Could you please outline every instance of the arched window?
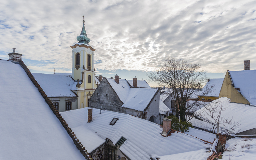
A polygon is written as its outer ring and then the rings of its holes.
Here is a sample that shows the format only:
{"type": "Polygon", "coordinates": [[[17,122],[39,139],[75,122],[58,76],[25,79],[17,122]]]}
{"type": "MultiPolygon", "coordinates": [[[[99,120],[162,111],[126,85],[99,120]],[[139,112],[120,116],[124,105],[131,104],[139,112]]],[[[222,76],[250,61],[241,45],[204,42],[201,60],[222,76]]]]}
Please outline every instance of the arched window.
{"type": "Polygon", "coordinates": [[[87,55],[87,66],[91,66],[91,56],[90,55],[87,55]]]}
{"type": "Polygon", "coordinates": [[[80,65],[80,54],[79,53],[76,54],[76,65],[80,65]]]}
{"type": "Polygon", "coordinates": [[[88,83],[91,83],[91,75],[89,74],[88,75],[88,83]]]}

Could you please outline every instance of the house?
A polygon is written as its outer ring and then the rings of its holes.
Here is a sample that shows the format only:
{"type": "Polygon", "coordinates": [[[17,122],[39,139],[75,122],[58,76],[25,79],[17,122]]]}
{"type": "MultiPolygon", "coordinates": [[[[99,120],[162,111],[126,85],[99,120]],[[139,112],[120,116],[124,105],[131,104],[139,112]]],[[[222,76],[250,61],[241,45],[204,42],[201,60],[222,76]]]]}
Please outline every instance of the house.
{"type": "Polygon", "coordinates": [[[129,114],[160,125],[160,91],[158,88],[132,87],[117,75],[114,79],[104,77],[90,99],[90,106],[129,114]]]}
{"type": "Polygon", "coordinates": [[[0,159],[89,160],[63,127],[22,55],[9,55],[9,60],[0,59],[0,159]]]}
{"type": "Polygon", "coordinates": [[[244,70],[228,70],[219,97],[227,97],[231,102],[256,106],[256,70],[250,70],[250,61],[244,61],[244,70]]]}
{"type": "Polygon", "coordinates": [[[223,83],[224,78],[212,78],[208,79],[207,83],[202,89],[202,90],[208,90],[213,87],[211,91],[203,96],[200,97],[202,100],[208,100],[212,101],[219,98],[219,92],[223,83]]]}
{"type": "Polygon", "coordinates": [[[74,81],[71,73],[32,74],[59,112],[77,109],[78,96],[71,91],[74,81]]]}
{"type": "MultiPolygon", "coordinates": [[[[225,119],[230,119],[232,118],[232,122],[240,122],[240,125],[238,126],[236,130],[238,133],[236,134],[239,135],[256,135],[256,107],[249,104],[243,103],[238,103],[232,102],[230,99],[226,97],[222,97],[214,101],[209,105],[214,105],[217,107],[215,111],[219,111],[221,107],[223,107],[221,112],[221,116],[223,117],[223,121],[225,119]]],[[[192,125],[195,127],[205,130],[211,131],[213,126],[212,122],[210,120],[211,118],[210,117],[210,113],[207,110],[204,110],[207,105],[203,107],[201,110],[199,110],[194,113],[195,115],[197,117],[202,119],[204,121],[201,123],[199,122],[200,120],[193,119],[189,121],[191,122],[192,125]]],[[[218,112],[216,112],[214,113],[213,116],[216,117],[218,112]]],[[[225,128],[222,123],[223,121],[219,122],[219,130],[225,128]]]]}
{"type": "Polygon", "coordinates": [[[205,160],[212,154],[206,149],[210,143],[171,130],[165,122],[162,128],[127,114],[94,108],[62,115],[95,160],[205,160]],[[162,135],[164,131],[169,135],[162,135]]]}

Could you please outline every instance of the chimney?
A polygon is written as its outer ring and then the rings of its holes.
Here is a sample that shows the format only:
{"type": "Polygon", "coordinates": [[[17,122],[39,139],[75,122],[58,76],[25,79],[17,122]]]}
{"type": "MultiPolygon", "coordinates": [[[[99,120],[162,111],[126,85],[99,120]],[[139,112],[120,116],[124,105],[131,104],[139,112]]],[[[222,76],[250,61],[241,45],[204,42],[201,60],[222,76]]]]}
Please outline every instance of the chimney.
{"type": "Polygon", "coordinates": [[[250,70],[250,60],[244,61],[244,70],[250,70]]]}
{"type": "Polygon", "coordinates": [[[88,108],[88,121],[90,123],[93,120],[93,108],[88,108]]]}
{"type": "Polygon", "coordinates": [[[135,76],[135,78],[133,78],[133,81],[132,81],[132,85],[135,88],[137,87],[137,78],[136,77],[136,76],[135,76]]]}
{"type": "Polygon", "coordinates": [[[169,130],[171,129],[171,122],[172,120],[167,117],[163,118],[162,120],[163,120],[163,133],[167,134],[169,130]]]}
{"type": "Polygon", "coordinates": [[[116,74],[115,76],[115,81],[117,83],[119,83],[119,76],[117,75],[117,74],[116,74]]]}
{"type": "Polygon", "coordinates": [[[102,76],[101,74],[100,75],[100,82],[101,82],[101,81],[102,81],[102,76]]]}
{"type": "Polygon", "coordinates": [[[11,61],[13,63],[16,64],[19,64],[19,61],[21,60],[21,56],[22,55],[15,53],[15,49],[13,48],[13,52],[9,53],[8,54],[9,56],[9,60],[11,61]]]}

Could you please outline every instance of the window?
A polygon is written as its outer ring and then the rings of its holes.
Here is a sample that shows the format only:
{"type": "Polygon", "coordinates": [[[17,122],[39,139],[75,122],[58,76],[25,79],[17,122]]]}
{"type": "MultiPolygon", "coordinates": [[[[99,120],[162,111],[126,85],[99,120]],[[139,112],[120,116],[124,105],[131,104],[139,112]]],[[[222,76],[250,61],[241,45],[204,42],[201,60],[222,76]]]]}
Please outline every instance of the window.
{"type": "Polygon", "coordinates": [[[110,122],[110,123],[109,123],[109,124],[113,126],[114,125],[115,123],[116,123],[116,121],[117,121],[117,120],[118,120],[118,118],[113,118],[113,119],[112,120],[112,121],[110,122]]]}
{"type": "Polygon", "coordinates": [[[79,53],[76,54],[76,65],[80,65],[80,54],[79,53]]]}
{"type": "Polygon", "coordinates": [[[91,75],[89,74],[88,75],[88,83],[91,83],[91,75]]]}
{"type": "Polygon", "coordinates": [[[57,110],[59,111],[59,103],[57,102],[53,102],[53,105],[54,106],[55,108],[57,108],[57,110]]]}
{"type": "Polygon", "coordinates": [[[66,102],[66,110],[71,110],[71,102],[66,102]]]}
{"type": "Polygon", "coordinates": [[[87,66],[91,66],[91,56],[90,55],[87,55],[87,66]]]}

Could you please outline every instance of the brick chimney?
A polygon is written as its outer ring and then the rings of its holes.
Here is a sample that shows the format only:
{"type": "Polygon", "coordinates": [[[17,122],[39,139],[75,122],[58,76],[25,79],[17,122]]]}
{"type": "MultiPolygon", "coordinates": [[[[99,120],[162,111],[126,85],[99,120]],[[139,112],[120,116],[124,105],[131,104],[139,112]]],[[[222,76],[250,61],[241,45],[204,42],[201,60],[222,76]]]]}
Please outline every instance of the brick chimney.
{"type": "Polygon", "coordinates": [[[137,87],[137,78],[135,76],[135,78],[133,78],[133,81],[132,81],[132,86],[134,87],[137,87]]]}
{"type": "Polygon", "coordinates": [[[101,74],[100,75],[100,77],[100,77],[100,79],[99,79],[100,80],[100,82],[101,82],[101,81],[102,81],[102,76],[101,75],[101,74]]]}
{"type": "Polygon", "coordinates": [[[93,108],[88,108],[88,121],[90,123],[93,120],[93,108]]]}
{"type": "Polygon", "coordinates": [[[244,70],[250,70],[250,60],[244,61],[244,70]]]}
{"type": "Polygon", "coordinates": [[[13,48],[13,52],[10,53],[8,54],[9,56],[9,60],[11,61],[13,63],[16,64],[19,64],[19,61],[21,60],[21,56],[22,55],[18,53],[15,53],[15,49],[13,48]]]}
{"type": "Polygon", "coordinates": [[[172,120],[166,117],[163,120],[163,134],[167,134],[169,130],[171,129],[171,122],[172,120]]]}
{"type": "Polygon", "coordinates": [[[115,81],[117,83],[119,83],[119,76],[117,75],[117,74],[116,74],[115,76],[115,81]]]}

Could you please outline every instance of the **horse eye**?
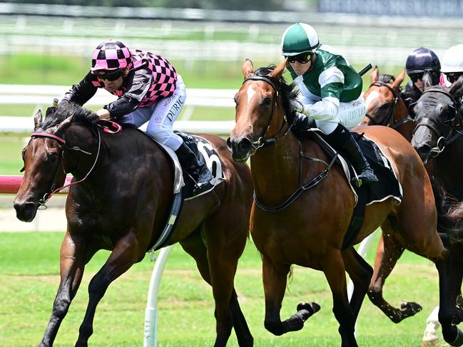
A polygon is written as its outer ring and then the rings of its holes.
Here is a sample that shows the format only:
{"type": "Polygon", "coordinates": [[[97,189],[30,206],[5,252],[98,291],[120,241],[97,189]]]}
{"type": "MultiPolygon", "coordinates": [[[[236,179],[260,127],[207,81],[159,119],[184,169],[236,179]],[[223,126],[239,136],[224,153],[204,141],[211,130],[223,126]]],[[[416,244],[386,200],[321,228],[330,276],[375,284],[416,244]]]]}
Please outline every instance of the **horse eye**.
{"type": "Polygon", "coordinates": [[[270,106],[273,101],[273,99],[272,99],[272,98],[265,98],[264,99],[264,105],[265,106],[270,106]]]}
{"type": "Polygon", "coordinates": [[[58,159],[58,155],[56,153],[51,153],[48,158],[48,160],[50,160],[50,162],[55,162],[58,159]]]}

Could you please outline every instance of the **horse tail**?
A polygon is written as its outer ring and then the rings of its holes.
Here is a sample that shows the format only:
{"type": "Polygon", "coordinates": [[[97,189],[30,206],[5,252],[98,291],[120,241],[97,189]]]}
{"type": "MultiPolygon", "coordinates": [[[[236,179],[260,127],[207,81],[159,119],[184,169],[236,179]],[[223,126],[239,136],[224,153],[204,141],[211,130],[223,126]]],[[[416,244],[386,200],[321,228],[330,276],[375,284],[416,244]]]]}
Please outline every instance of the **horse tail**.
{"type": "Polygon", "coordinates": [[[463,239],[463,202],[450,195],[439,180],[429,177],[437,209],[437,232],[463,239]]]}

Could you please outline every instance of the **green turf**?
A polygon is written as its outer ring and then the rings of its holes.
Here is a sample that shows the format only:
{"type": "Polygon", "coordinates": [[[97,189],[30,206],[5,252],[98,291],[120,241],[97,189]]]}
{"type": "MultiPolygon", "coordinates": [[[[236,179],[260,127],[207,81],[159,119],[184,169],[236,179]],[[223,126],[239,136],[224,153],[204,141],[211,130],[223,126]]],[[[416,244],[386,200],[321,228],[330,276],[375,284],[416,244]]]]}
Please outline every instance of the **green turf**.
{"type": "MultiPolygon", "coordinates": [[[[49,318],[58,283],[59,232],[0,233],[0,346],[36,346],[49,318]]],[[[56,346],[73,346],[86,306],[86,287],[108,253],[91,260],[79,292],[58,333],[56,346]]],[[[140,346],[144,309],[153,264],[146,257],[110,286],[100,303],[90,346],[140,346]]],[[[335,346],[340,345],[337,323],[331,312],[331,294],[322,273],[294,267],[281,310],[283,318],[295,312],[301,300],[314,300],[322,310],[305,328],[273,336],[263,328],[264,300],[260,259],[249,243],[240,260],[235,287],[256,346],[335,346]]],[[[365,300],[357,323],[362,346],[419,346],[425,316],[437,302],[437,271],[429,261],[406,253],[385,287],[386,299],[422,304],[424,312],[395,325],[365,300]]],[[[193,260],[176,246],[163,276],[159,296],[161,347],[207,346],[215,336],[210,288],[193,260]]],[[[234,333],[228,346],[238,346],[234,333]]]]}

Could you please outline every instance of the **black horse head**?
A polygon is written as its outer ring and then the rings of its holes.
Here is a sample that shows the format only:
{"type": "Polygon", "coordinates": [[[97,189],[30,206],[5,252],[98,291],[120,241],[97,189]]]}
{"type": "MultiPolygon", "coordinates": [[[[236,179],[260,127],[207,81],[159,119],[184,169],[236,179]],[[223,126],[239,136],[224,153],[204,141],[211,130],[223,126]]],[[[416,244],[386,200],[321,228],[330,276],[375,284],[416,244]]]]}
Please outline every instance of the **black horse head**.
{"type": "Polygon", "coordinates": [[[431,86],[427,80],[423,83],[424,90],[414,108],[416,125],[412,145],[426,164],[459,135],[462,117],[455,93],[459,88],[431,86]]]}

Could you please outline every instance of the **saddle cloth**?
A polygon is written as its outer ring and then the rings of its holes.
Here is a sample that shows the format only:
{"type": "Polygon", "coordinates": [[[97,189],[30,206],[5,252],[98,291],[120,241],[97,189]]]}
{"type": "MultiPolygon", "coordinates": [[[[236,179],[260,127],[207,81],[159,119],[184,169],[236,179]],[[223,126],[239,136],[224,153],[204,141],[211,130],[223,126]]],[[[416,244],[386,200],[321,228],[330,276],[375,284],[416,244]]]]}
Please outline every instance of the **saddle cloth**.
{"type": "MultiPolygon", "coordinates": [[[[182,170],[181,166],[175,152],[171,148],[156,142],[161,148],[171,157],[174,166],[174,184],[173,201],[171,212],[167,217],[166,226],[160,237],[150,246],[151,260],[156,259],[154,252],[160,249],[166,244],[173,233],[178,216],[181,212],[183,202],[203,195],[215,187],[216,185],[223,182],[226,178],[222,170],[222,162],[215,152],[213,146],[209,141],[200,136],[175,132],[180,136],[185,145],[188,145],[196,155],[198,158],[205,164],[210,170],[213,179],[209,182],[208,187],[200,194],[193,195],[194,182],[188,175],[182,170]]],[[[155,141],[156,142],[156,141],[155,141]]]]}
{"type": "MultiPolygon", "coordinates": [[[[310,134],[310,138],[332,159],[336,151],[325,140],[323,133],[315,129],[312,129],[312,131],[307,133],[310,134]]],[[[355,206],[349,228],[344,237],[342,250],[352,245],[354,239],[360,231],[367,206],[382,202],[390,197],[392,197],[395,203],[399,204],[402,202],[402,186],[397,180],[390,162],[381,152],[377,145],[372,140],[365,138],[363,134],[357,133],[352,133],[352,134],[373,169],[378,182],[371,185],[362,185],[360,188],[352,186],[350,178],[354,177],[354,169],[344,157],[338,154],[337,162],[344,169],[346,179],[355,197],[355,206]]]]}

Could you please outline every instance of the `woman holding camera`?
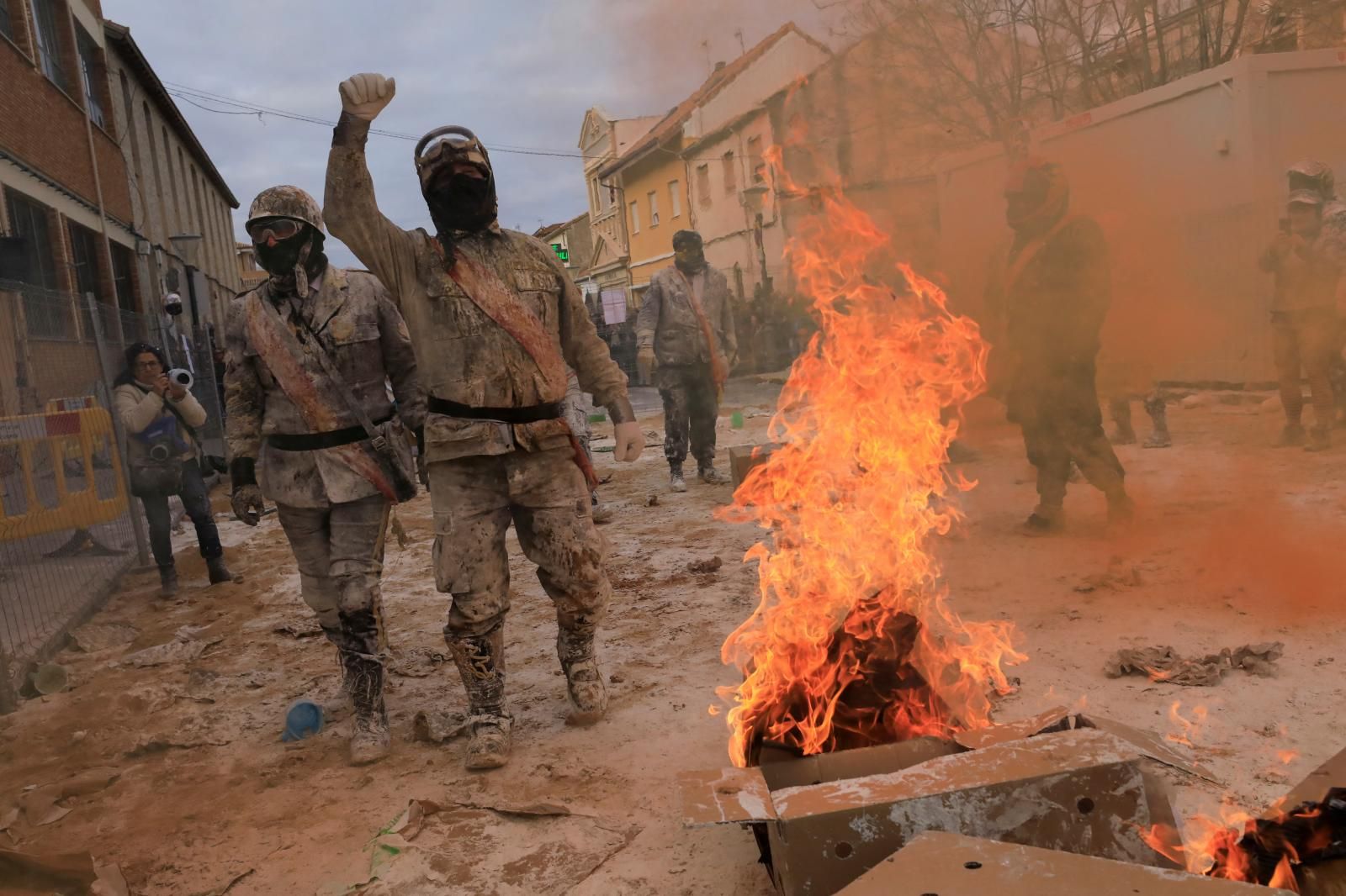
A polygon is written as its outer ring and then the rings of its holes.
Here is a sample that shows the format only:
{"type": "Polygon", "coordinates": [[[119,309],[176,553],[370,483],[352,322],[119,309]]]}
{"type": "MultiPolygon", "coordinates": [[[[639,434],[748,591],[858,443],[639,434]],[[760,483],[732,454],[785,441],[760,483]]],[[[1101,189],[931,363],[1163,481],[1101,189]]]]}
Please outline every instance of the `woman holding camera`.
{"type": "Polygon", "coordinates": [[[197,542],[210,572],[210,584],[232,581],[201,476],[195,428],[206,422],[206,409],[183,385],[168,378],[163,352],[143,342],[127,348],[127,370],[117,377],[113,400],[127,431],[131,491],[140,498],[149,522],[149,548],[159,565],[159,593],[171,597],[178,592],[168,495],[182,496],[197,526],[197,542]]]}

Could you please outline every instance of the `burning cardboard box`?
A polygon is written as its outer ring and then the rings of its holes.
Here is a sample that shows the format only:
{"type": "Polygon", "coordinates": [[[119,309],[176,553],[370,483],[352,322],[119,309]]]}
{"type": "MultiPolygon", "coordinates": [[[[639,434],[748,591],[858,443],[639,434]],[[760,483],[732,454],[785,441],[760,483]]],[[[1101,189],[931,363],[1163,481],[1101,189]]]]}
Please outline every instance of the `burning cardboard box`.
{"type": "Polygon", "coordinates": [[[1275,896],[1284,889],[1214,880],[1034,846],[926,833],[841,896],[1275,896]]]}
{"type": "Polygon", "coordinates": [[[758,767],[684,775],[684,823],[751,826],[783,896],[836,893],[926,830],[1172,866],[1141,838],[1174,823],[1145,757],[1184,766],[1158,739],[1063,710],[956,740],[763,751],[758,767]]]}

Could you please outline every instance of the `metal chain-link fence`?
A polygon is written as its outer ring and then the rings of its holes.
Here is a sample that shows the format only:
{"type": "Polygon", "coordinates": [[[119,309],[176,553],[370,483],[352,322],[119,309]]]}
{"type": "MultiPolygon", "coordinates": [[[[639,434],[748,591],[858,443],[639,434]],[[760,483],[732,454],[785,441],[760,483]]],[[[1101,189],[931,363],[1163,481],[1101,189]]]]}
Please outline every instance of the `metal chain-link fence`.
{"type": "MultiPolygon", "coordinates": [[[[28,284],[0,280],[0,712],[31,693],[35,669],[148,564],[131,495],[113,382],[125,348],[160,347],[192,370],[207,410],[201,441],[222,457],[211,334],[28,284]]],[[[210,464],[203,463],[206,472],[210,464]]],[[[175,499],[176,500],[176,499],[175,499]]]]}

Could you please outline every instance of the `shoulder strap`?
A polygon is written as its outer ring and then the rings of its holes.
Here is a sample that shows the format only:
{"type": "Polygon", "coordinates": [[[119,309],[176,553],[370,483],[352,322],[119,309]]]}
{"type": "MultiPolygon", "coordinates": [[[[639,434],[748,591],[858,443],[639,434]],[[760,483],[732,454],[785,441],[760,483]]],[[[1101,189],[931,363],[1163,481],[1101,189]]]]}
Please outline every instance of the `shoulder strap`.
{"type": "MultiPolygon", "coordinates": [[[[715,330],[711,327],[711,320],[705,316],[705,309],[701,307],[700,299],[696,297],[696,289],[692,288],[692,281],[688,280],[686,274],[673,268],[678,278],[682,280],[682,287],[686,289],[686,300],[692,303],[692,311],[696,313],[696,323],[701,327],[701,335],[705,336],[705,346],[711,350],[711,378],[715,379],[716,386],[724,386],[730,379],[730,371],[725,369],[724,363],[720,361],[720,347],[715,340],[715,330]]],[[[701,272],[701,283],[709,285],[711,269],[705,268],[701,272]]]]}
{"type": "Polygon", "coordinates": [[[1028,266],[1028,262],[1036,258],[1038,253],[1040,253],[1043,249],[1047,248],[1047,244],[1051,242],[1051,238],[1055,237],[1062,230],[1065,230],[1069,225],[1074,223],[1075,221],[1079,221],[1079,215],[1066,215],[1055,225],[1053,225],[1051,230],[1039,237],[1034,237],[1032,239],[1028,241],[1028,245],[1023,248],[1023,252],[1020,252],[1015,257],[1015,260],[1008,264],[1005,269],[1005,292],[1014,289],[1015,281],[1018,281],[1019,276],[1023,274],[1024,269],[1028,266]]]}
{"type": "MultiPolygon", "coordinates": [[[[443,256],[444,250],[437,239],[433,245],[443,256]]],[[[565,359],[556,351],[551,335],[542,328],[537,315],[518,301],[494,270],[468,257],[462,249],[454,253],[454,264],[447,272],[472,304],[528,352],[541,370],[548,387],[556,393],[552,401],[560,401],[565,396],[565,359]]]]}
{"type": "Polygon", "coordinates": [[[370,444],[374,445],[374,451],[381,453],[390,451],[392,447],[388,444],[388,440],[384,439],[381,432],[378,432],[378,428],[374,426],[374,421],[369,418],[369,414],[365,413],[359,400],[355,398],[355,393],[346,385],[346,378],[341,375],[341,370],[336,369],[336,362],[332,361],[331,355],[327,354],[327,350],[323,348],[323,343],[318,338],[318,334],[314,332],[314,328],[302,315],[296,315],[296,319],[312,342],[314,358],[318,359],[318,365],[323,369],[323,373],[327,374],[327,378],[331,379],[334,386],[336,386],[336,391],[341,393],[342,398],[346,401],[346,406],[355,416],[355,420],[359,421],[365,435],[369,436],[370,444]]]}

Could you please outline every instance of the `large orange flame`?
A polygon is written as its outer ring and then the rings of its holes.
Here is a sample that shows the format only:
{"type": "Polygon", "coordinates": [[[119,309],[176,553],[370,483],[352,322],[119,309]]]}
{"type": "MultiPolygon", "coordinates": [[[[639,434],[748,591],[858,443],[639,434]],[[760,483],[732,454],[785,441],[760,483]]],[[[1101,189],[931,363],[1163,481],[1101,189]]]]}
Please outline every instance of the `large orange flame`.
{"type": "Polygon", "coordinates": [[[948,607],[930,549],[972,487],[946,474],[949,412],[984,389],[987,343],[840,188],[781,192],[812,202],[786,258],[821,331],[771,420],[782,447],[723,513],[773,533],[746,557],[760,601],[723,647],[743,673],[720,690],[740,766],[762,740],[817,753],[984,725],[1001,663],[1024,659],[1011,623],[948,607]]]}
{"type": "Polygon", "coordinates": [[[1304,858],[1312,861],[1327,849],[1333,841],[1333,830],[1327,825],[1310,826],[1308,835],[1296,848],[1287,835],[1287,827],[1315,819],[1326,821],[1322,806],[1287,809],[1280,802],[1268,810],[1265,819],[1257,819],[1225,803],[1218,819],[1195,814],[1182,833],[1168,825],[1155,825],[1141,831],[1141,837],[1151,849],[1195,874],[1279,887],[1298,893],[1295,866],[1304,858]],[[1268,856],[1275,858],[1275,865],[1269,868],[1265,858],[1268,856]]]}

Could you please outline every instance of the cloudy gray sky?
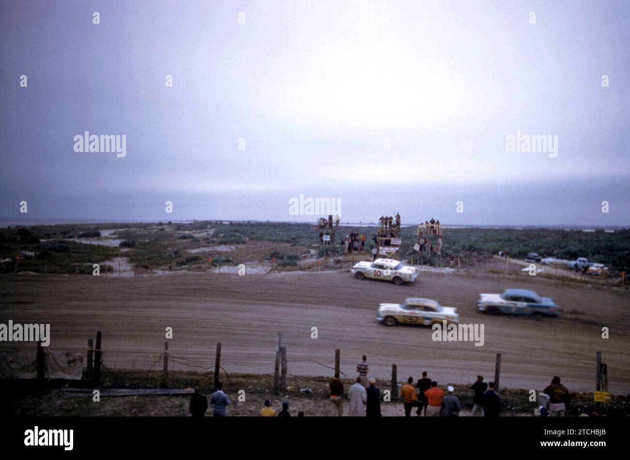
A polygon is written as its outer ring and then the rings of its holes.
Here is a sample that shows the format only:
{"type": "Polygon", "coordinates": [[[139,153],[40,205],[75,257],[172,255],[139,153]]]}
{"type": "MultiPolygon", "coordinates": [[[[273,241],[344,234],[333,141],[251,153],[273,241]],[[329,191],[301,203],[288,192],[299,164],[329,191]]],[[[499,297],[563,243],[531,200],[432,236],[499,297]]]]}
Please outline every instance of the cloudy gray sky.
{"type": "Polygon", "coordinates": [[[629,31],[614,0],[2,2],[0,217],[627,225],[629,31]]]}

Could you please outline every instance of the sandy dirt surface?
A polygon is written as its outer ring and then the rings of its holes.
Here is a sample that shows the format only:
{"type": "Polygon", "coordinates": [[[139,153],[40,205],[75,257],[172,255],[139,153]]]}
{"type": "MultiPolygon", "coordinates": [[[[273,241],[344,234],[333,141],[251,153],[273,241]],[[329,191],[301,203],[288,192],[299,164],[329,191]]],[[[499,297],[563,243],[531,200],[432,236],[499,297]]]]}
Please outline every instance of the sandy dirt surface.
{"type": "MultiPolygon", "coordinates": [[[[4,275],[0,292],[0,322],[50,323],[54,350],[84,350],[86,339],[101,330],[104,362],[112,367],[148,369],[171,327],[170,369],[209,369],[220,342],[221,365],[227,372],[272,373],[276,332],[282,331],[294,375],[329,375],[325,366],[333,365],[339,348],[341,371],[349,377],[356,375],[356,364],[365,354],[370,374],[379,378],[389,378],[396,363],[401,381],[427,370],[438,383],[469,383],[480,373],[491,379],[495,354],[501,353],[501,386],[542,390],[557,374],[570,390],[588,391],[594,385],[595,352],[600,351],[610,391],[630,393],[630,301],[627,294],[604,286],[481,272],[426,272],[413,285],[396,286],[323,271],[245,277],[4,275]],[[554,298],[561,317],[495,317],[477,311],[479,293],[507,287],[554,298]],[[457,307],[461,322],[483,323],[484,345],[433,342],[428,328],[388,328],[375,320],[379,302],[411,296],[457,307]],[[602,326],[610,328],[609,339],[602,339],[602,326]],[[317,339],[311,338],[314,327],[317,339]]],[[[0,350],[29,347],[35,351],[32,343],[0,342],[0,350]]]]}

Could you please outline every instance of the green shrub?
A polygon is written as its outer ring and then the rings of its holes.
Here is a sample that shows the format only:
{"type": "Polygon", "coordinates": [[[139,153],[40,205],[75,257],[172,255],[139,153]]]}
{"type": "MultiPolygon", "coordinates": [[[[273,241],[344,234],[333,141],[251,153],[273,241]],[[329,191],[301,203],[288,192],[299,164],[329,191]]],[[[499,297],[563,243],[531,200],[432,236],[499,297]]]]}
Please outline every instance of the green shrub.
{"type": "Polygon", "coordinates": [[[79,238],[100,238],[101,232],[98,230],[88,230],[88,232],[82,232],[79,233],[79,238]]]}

== == ==

Reproduce only the lines between the line containing "Could you please outline every instance of the green" and the last line of the records, those two lines included, exactly.

Result of this exercise –
Could you please outline every instance of the green shrub?
A polygon is written as its outer ring and then the rings of its holes.
Here is a sample that shows the format only:
{"type": "Polygon", "coordinates": [[[139,153],[40,205],[75,257],[172,255],[139,153]]]}
{"type": "MultiPolygon", "coordinates": [[[[273,241],[344,234],[333,141],[251,153],[273,241]],[[329,191],[301,203],[288,192],[299,164],[329,191]]],[[[499,297],[563,243],[531,200],[432,236],[499,297]]]]}
Please outline every instance of the green shrub.
{"type": "Polygon", "coordinates": [[[79,238],[100,238],[101,232],[98,230],[88,230],[88,232],[82,232],[79,233],[79,238]]]}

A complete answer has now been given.